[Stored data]
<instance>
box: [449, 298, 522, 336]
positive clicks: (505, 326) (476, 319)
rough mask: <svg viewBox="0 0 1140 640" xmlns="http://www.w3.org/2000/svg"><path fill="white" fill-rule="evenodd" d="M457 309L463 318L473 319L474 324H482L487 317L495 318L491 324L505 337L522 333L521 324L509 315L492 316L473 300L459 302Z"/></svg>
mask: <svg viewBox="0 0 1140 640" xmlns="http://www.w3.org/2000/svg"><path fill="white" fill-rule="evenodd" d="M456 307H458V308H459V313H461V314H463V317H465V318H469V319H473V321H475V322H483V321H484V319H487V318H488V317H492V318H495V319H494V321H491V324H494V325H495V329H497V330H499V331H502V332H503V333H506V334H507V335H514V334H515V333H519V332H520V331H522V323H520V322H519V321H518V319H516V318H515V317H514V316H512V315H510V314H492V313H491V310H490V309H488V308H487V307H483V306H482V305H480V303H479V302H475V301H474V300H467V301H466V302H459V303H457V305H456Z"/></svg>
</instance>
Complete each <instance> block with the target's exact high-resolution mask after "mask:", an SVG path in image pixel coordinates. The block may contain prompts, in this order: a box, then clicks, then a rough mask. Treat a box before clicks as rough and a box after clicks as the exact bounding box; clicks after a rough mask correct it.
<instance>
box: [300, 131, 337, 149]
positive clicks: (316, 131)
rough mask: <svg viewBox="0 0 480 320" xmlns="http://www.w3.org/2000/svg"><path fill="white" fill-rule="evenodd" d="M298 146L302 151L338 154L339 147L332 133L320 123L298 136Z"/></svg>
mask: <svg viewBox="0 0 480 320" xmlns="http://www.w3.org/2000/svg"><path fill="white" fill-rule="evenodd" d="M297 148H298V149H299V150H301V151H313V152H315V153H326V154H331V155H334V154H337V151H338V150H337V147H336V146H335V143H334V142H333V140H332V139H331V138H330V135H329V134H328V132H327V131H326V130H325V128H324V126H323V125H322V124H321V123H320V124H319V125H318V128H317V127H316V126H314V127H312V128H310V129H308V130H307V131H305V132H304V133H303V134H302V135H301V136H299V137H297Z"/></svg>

→ **Your goal**:
Reproduce the data from its first line through the line containing "positive clicks: (505, 326) (476, 319)", and swap "positive" for "negative" while keeping everything else the same.

→ **Solution below**:
<instance>
box: [449, 298, 522, 336]
negative clicks: (505, 326) (476, 319)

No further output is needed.